Start of Block

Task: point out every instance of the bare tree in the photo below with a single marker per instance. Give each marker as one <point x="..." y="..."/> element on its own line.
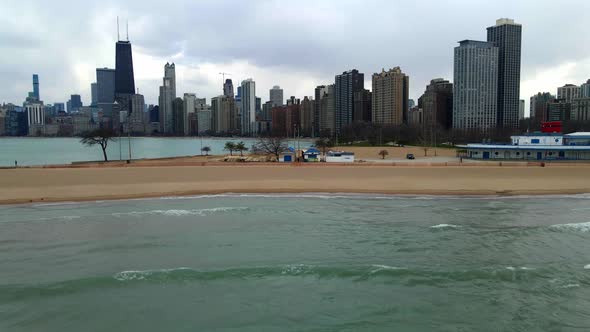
<point x="271" y="145"/>
<point x="324" y="144"/>
<point x="100" y="137"/>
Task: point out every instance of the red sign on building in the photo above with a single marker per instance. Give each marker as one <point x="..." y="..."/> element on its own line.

End of Block

Task item
Print out the whole of the material word for word, without pictures.

Solution
Task: point out every instance of the bare tree in the photo below with a single marker per instance. Give each marker as one <point x="..." y="..."/> element on its own line.
<point x="271" y="145"/>
<point x="324" y="144"/>
<point x="100" y="137"/>
Task: point out every instance of the red sign on building in the photo above with a single marker per instance. Give each marker as one <point x="..." y="..."/> element on its own line.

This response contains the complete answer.